Retype the lines below word for word, leaving out the pictures.

** start Extracted information **

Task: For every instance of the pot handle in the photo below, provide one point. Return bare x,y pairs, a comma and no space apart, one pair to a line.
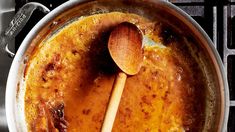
17,23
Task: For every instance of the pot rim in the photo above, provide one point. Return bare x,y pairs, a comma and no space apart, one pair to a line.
12,80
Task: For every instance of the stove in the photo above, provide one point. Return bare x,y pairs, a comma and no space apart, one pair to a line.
216,17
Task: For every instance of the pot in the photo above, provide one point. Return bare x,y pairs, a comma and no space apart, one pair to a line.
217,96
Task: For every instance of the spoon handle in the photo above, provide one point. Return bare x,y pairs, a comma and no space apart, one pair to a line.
114,101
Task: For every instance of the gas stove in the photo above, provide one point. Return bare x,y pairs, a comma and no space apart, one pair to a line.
216,17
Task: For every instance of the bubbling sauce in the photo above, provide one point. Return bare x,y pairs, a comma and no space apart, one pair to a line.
69,80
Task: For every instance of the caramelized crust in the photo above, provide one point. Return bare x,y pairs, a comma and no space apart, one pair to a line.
70,76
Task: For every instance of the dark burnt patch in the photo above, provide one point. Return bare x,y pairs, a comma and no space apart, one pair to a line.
86,111
50,67
168,35
58,118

** end Extracted information **

Solved exercise:
Task: For every instance of the pot handle in the photo below, provide one point. Return bare x,y pairs, a comma and no space apart, one pair to a line.
17,23
Task: For every instance of the pot rim in the photo above, provide one point. Return bare x,y pairs, a comma and no space apart, one pair to a line.
12,80
Task: For every instance of the stove in the photo above, provide one point. Return bare x,y pairs, a comma and no space apart, one pair to a line.
216,17
Task: For every instance of the pot in the photo above, provide one point. Return bare x,y pairs, a comma and no space apart, one pair to a line.
217,96
Task: For every instance of the spoon handle in the photo above, provide one point. Return bare x,y pairs, a comma and no space apart, one pair to a line.
114,101
Task: For every instance of the gas stove in the photo above, provide one point. Return bare x,y pairs, a comma and no space apart, one pair to a line.
216,17
Task: For every instance of the bubbling sauce in the photo above, provide one point. Return bare x,y pairs, a comma and no space apart, one pair to a line.
69,80
Task: For every instance of the caramelized crust in the photo above, provide one point. Return bare x,y pairs, a comma and no space apart, one pair to a line.
70,76
Task: For every instance of the dark burnt patch in the photo above, provide one point. Return bare x,y pairs, a comma and no space apart, one pair to a line.
86,111
50,67
168,35
58,118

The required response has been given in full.